■ **LISTED RECORDS**:
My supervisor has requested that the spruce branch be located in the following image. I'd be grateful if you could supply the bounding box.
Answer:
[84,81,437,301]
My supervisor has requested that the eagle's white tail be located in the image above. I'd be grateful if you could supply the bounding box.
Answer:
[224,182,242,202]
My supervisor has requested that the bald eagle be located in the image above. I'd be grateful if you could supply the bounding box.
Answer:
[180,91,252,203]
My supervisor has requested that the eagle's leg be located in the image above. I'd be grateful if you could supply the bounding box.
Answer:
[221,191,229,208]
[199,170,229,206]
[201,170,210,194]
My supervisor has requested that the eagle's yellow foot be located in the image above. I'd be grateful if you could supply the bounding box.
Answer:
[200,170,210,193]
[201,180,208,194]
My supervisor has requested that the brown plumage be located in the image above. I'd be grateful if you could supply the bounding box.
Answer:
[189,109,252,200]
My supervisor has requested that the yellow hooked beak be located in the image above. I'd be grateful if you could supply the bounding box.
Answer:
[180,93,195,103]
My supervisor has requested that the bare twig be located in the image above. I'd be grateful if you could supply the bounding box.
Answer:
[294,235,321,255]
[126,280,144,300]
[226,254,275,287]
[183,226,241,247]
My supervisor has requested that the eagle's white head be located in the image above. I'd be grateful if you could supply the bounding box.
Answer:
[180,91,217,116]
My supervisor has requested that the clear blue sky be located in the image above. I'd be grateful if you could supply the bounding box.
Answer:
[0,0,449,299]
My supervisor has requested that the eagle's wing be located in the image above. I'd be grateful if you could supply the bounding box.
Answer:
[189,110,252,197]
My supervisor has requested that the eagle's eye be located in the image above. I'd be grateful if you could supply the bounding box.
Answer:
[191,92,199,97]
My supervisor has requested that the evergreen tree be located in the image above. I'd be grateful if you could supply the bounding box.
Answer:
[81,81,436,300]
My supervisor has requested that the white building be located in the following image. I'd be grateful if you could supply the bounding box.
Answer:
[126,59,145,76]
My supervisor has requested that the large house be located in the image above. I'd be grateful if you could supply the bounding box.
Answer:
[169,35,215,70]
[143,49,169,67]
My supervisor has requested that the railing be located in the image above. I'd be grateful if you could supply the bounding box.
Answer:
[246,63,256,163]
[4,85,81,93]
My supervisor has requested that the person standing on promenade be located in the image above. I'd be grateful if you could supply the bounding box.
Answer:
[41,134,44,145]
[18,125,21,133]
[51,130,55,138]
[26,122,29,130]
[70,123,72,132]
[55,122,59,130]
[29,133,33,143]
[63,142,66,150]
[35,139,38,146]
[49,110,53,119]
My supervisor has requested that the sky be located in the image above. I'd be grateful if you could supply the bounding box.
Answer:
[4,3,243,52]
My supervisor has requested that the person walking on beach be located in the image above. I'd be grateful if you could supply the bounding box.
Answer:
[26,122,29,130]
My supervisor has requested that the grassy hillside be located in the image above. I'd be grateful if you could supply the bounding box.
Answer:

■ **WORK REQUEST**: All of the entries above need to be output again exactly.

■ **SOLUTION**:
My supervisor has requested that the spruce branch be located in the following image. I'd be grateful if you could supply the bounding box.
Answer:
[84,81,437,301]
My supervisor has requested that the eagle's white tail be located in the image above. I'd be grateful if you could supply the bounding box.
Answer:
[224,182,242,202]
My supervisor has requested that the bald eagle be located in the image above. I'd be grateful if you could supply the bounding box.
Answer:
[180,91,252,203]
My supervisor has requested that the eagle's leg be located in the image above. I'd be grateful if you could supply the bounding box.
Answer:
[221,191,229,208]
[199,170,229,206]
[201,170,210,194]
My supervisor has requested that the eagle's yellow foot be located in the image above. I'd be grateful if you could supply the bounding box.
Answer:
[200,170,210,193]
[201,180,208,194]
My supervisor has requested that the brown plumage be located in the image above. I'd be grateful if you could supply the bounding box.
Answer:
[189,109,252,200]
My supervisor has requested that the yellow hooked beak be located in the image above. I'd be grateful if you could supply the bounding box.
Answer:
[180,93,195,103]
My supervisor has requested that the bare twig be located in the image above. I'd be grateful if you could supply the bounding box.
Answer:
[294,235,321,255]
[126,280,144,300]
[226,254,275,287]
[183,226,241,247]
My supervisor has requested that the eagle's white head be located in the image above. I'd be grateful if you could supply the bounding box.
Answer:
[180,91,217,116]
My supervisor has requested that the clear blue sky be located in the image above. I'd be grateful if you could supply the bounding box.
Answer:
[0,0,449,299]
My supervisor has requested that the eagle's wing be located in the image above. I'd be grateful if you could supply the bounding box.
Answer:
[189,110,252,197]
My supervisor has requested that the eagle's eye be located in the image above. I'd be grateful if you could supply the bounding box.
Answer:
[191,92,199,97]
My supervisor has requested that the evergreen tree be located in the image above. I'd be grateful if you could supply the bounding box.
Answer:
[81,81,436,300]
My supervisor has requested that the white building be located in the following image. I'd be grateful if you could supply the bounding box.
Answer:
[126,59,145,76]
My supervisor has requested that the large house be located in the image above. I'd be grateful if you could supply the bounding box.
Answer:
[169,35,215,70]
[143,49,169,67]
My supervisor has requested that the railing be located in the image above. I'd be grateful if you could supply the bounding box.
Answer:
[246,63,256,163]
[4,85,81,93]
My supervisor has requested that the person standing on promenade be located in the image above. I'd be grateful if you could supply the bounding box.
Answer:
[41,134,44,145]
[18,125,21,133]
[51,130,55,138]
[26,122,29,130]
[70,123,72,132]
[55,122,59,130]
[29,133,33,143]
[63,142,66,150]
[35,139,38,146]
[49,110,53,119]
My supervisor has requested that the sky be located in the image above. I'd be grateful if you could supply the bounding box.
Answer:
[4,3,243,52]
My supervisor has requested that the person walking on beach be located in the image above. I'd be grateful if you could supply the bounding box.
Answer:
[26,122,29,130]
My supervisor has requested that the grassy hillside be located in the image above. I'd be grateful if you could supply the bounding box.
Answer:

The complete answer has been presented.